Given problem: Render the lines from the start of the listing up to and including the line containing "The target to" as a numbered list, omitting any blank lines.

(Dataset items)

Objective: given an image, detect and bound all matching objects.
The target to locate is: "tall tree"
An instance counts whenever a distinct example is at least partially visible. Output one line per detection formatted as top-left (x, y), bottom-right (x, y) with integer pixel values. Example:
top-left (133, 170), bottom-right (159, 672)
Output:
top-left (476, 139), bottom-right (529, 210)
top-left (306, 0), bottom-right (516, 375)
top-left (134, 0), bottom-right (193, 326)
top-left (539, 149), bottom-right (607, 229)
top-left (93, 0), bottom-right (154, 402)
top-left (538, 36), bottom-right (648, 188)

Task output:
1. Objective: given an image, detect and bound all matching objects.
2. The target to locate is: "tall tree"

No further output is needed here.